EXERCISE REQUIREMENTS: No pictures go into the copy. Write out every line below exactly.

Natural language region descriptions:
• • • • •

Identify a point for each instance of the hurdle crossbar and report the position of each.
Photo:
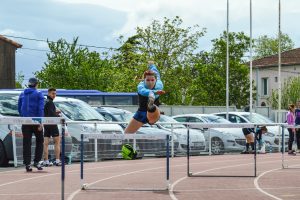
(284, 163)
(85, 186)
(191, 174)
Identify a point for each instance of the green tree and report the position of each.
(19, 79)
(210, 84)
(266, 46)
(290, 93)
(171, 46)
(71, 66)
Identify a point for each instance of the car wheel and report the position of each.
(217, 146)
(3, 158)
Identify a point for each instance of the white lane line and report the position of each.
(52, 174)
(124, 174)
(263, 191)
(234, 189)
(111, 177)
(171, 191)
(28, 194)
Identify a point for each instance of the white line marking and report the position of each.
(208, 162)
(171, 191)
(52, 174)
(260, 189)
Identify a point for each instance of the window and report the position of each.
(194, 119)
(264, 86)
(180, 119)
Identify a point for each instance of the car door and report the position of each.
(195, 120)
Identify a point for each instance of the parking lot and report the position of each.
(121, 179)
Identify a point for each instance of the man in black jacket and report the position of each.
(51, 130)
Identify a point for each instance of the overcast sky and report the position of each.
(100, 22)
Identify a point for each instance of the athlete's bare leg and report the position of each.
(133, 126)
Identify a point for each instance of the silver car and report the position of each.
(146, 147)
(272, 138)
(9, 108)
(197, 140)
(222, 139)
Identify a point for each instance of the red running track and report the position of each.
(272, 181)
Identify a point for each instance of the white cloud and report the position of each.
(210, 14)
(16, 33)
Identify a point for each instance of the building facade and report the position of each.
(8, 62)
(265, 73)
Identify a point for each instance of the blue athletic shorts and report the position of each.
(141, 116)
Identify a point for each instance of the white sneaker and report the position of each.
(47, 163)
(57, 163)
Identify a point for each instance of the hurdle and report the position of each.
(240, 125)
(85, 186)
(284, 164)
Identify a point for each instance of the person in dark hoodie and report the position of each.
(51, 130)
(31, 104)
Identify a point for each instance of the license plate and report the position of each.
(116, 142)
(51, 147)
(197, 144)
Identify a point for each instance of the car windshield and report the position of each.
(126, 117)
(257, 118)
(78, 111)
(123, 117)
(164, 118)
(215, 119)
(9, 104)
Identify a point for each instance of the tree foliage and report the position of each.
(266, 46)
(290, 93)
(190, 76)
(212, 72)
(171, 46)
(71, 66)
(19, 79)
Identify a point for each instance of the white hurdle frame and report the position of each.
(85, 186)
(285, 165)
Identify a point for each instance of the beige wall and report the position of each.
(271, 73)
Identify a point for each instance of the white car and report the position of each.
(272, 137)
(222, 139)
(9, 108)
(79, 111)
(197, 140)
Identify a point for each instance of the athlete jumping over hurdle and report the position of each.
(149, 91)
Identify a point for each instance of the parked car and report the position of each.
(197, 140)
(222, 139)
(9, 108)
(75, 110)
(272, 137)
(146, 147)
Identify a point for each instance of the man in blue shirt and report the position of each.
(31, 104)
(297, 122)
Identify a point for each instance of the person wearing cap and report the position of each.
(31, 104)
(149, 90)
(51, 130)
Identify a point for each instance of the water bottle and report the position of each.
(270, 149)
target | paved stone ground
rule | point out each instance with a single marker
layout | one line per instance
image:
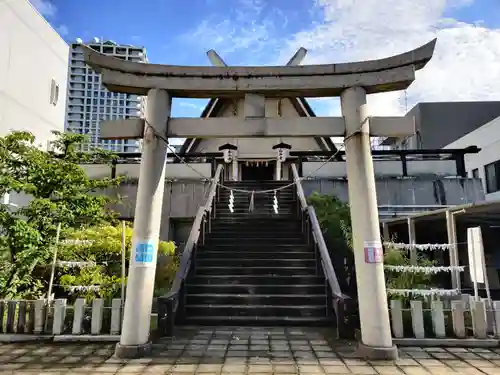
(242, 351)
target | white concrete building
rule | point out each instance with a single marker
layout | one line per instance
(485, 164)
(89, 102)
(33, 72)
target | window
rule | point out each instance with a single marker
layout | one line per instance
(54, 93)
(492, 176)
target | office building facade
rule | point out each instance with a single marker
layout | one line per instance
(89, 102)
(33, 73)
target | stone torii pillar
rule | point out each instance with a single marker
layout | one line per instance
(134, 340)
(376, 338)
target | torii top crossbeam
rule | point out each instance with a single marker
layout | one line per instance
(389, 74)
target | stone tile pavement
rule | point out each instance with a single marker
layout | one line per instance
(242, 351)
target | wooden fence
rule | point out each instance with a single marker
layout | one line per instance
(58, 318)
(435, 320)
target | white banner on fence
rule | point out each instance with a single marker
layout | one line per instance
(476, 254)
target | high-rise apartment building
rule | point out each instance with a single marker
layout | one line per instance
(89, 102)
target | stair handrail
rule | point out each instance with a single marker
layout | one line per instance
(326, 261)
(169, 303)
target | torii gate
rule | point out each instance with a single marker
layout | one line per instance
(351, 81)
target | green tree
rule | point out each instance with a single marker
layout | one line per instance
(92, 257)
(59, 191)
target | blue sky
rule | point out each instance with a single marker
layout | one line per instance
(261, 32)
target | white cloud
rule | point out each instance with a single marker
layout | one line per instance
(465, 66)
(45, 7)
(63, 30)
(245, 34)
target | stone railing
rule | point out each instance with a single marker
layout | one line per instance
(463, 322)
(60, 321)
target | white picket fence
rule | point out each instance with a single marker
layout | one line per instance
(455, 319)
(60, 319)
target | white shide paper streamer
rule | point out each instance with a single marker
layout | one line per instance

• • • • •

RESULT OF THIS EXERCISE:
Identify a point for each instance of the hurdle crossbar and report the position of each.
Photo:
(284, 163)
(85, 186)
(191, 174)
Identify a point for each instance of the green tree and report the position of each.
(19, 79)
(210, 84)
(266, 46)
(290, 93)
(171, 46)
(71, 66)
Identify a point for each instance of the car wheel and report the position of each.
(217, 146)
(3, 158)
Identify a point for each instance of the white lane line and report the position of each.
(52, 174)
(124, 174)
(263, 191)
(234, 189)
(111, 177)
(171, 191)
(28, 194)
Identify a point for each instance of the white line marking and report the position of each.
(208, 162)
(171, 191)
(52, 174)
(260, 189)
Identify a point for each instance of the window and report the position of each.
(194, 119)
(264, 86)
(180, 119)
Identify a point for each instance of the car door and report the position of each.
(195, 120)
Identify a point for each instance of the parking lot and report the position of each.
(121, 179)
Identify a point for each instance of the man in black jacket and report the position of each.
(51, 130)
Identify a point for each instance of the overcast sky and report the position of each.
(100, 22)
Identify a point for each instance of the athlete's bare leg and report the position of each.
(133, 126)
Identify a point for each instance of the silver car and report the position of each.
(146, 147)
(272, 138)
(9, 108)
(197, 140)
(222, 139)
Identify a point for each instance of the red running track and report the position of each.
(272, 181)
Identify a point for each instance of the white cloud and report the position of each.
(210, 14)
(16, 33)
Identify a point for each instance of the building facade and report the position of each.
(8, 62)
(265, 73)
Identify a point for each instance of the blue athletic shorts and report the position of each.
(141, 116)
Identify a point for each instance of the white sneaker and report the position of each.
(47, 163)
(57, 163)
Identify a point for each instance of the hurdle and report the position of each.
(240, 125)
(85, 186)
(284, 164)
Identify a point for each instance of the person in dark hoodie and report the position of each.
(51, 130)
(31, 104)
Identify a point for each instance of the license plate and report the position of each.
(116, 142)
(51, 147)
(197, 144)
Identify a point for each instance of the car windshield and report the position of each.
(126, 117)
(257, 118)
(78, 111)
(123, 117)
(164, 118)
(215, 119)
(9, 104)
Identify a point for each instance of the tree foliage and report the position of each.
(266, 46)
(290, 93)
(190, 76)
(212, 72)
(171, 46)
(71, 66)
(19, 79)
Identify a point for each instance of the white hurdle frame and report the position of each.
(85, 186)
(285, 165)
Identify a point for each instance of the beige wall and report the position of each.
(271, 73)
Identify a point for each instance of the white car and report the position of each.
(272, 137)
(222, 139)
(9, 108)
(79, 111)
(197, 140)
Identify a point for each instance of the athlete jumping over hurdle and report the position of each.
(149, 91)
Identify a point for each instance of the parked car and report the position of each.
(197, 140)
(222, 139)
(9, 108)
(75, 110)
(272, 137)
(146, 147)
Identify a point for each instance of the man in blue shirt and report the position of each.
(31, 104)
(297, 122)
Identify a point for each instance of the person wearing cap and report the position of each.
(31, 104)
(149, 90)
(51, 130)
Identify a point for each instance of the water bottle and report the position of each.
(270, 149)
target | paved stone ground
rule | point out each instance with a single marker
layout | one line per instance
image:
(242, 351)
target | white concrete building
rule | point out each instance with a single marker
layout | one line per instance
(485, 164)
(89, 102)
(33, 72)
target | window
rule | point out each instance with a single marker
layout | one line per instance
(54, 93)
(492, 176)
target | office building facade
rule | point out each instance with a single marker
layout | one line per instance
(89, 102)
(33, 73)
target | stone torii pillar
rule | point out each instance with a single marker
layout | one line per instance
(134, 340)
(376, 338)
target | torii top crossbeam
rule | point out each instance with a single marker
layout | one line per instance
(389, 74)
target | stone tile pavement
rule | point out each instance with a single marker
layout | one line per instance
(242, 351)
target | wooden fence
rule | point out each instance with a single marker
layout | one line per instance
(58, 318)
(435, 320)
target | white banner on fence
rule | point out each instance with a single marker
layout | one line per instance
(476, 254)
target | high-rise apartment building
rule | point out each instance with a single marker
layout | one line per instance
(89, 102)
target | stair handrail
rule | point out each instance with a single marker
layout | one line per instance
(326, 261)
(169, 303)
target | torii gate
rule | point out each instance with a single marker
layout | one line per instance
(351, 81)
target | green tree
rule | point out each instance with a single marker
layout | one line per instance
(92, 257)
(59, 191)
target | blue sky
rule | point out each instance with a single marker
layout | one line per instance
(261, 32)
target | white cloud
rule | point out each instance with a single marker
layout | one line per instance
(465, 66)
(45, 7)
(63, 30)
(245, 34)
target | stone railing
rule | point out each instance with a single marker
layout | one line per instance
(463, 322)
(60, 321)
target | white picket fence
rule | point out each instance with a single marker
layout | one line per instance
(455, 319)
(60, 319)
target | white shide paper streamer
rule | point out each instance with a single marker
layout | one line per instance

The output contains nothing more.